◆ **Stated goal**: Please write out the complete listing that follows, exactly as it reads.

§

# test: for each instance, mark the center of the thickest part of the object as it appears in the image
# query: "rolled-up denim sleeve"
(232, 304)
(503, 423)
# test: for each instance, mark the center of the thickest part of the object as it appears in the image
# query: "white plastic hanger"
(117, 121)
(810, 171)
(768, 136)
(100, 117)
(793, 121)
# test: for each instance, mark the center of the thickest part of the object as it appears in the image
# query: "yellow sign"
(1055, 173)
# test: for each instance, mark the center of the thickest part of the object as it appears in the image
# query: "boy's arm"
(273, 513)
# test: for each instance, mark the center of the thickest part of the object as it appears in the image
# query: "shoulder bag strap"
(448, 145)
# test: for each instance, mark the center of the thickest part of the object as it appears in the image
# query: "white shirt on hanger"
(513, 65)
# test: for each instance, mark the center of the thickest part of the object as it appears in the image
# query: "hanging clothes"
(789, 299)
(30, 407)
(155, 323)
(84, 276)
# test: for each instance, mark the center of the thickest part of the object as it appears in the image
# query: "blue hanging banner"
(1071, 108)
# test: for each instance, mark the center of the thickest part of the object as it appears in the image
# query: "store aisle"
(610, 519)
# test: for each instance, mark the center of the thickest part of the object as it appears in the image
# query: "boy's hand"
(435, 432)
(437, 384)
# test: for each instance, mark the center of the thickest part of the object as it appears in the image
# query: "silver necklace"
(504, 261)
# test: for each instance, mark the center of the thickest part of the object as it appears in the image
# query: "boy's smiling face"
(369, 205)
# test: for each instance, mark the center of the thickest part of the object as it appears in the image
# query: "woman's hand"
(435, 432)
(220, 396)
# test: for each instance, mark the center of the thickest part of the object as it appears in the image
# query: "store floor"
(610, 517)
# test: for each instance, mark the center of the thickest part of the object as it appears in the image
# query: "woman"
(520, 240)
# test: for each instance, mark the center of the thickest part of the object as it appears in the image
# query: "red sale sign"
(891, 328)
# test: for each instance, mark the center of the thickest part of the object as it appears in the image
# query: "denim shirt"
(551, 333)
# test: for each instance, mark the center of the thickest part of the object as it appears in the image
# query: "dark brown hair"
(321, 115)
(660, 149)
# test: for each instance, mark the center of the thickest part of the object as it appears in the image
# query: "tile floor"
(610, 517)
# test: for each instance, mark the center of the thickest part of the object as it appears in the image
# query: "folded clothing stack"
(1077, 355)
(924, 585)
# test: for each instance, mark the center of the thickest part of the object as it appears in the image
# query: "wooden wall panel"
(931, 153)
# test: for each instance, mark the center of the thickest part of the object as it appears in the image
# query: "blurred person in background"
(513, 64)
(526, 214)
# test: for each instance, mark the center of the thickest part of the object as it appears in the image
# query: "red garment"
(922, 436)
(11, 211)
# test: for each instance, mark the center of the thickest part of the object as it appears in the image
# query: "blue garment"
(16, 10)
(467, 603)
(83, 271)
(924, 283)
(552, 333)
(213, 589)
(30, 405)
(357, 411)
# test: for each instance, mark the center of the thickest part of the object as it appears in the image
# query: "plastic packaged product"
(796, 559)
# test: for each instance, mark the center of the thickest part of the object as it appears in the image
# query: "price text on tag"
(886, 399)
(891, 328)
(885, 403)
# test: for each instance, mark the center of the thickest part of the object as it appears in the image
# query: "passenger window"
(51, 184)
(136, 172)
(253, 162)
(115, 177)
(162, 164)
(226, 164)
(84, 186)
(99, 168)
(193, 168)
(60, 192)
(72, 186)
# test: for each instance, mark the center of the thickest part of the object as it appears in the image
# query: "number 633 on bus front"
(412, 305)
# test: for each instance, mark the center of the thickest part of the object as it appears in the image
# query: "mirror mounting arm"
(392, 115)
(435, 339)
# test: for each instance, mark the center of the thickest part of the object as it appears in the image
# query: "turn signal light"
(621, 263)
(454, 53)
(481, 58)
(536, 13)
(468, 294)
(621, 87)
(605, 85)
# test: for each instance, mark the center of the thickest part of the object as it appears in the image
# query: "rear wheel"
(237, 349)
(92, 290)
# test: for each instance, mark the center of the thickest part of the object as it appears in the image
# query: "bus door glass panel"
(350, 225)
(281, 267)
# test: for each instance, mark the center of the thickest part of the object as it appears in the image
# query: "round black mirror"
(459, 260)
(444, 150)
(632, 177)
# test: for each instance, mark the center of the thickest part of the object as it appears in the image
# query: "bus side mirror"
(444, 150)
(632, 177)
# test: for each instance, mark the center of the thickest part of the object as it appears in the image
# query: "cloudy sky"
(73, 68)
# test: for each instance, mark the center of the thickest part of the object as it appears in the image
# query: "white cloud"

§

◆ **Written response**:
# test: for each instance, mark the center of the thickest part of the object as it appears in the image
# query: "rolled-up denim sleeve"
(232, 304)
(503, 423)
# test: for each instance, mark the center of the thickest part of the object as it appears in the image
# query: "white plastic hanger"
(117, 121)
(810, 171)
(768, 136)
(100, 117)
(793, 121)
# test: for each instance, mark the center of the thickest part of the object as it appears in the image
# query: "yellow sign"
(1055, 173)
# test: for each instance, mark the center of the thickest part of the object as it appears in the image
# query: "boy's arm"
(273, 513)
# test: for each instance, mark the center of the thickest part of the object as it appears in the image
# query: "shoulder bag strap"
(448, 145)
# test: for each instance, mark the center of the thickest part of the object as it appears in the image
# query: "white shirt on hanger"
(513, 65)
# test: for each instance, mark the center of the thickest part of the object as it appears in the image
# query: "hanging clothes"
(789, 299)
(30, 407)
(155, 323)
(84, 276)
# test: for each instance, mark the center of the thickest part of the object as it appears in the image
# query: "blue hanging banner"
(1071, 108)
# test: for each instance, mark the center of the thickest part of the object as it appears in the image
# query: "store aisle"
(610, 519)
# test: for each instance, mark the center of the thickest part of the object as it appears in the image
# query: "boy's hand"
(435, 432)
(437, 384)
# test: for each instance, mark the center of the thickest part of the object as it appears in the image
# query: "silver necklace"
(504, 261)
# test: for each instance, mark the center of the thickest part of the object as it appears in the image
# query: "boy's smiling face"
(369, 205)
# test: for each instance, mark the center of the thickest part of the object as it appears in the image
# query: "woman's hand"
(435, 432)
(220, 396)
# test: for each instance, mark the center of the thickest part of the object as it appears in the image
# query: "store floor"
(610, 517)
# test: for each instance, mark the center of the thickest part of the object as it appears in the image
# query: "woman"
(520, 240)
# test: for each instance, mark the center of the thickest part of the object as it appears in the image
# query: "red sale sign"
(891, 328)
# test: for each instance, mark the center of the thickest part of the object as it appears in the image
# query: "denim shirt"
(551, 333)
# test: for each instance, mark the center of the thickest part of the object as it appears in the image
# query: "dark brown hair"
(321, 115)
(660, 149)
# test: for each instance, mark the center of the thickest part of the object as it appears in the image
# query: "tile floor"
(610, 517)
# test: for each instance, mark the center of the thickest part of the object as it appears in the image
# query: "folded clothing stack"
(1077, 355)
(924, 585)
# test: for each instance, mark the center of the thickest part of the object as it appears in the image
# query: "wooden wall panel"
(931, 153)
# test: for each instance, mark the center of the thickest part of the object as it appears in the image
# query: "blurred person in background"
(513, 64)
(526, 214)
# test: for each instance, mark the center of the thickest part of the object as it appears in the image
# query: "red garment"
(922, 436)
(11, 211)
# test: for each instance, mark the center of the thickest part of the object as it appears in the image
# query: "blue garment"
(16, 10)
(467, 603)
(83, 271)
(924, 283)
(552, 333)
(213, 589)
(30, 405)
(357, 411)
# test: for each instance, mark the center of the thickest part of the object as it appears in the image
# query: "plastic packaged product"
(796, 559)
# test: for each instance, mark the center of the thickest part of the object as it appears in the image
# query: "price text on tag"
(886, 399)
(891, 328)
(885, 403)
# test: for each instance, mark the center of the thickest part of the object as it appears in the image
# query: "passenger window"
(51, 184)
(136, 172)
(253, 162)
(115, 177)
(162, 164)
(226, 164)
(84, 186)
(99, 168)
(193, 168)
(60, 192)
(72, 186)
# test: for each instance, mark the center of the thickest part of the object as it appears in the image
# query: "number 633 on bus front"
(412, 305)
# test: for each instance, mark the center of the thickest part of the object as it appears in the image
# query: "mirror mounting arm"
(392, 115)
(435, 339)
# test: for each instance, mark the center of the thickest part of the object as it appears in the image
# query: "turn signal light"
(621, 263)
(454, 53)
(481, 58)
(536, 13)
(468, 294)
(621, 87)
(605, 85)
# test: for each instance, mark the center of the thickest part of the object as it appears in the image
# query: "rear wheel"
(237, 349)
(92, 290)
# test: for each instance, mark the center of the thickest part of the object as it appears in the image
# query: "bus door glass panel"
(350, 225)
(281, 267)
# test: for each instance, mark the center of the thickest part of the object as it appears in the image
# query: "round black mirror"
(459, 260)
(444, 150)
(632, 177)
# test: for each instance, mark the center of the thickest part of the object as it appears in the image
# query: "bus side mirror"
(444, 150)
(632, 177)
# test: for each instance, mark the center of the thickest part of the object as it appears in the image
# query: "cloudy sky"
(73, 68)
# test: for each instance, mark the center of the thickest part of the object as it appears in the image
# query: "white cloud"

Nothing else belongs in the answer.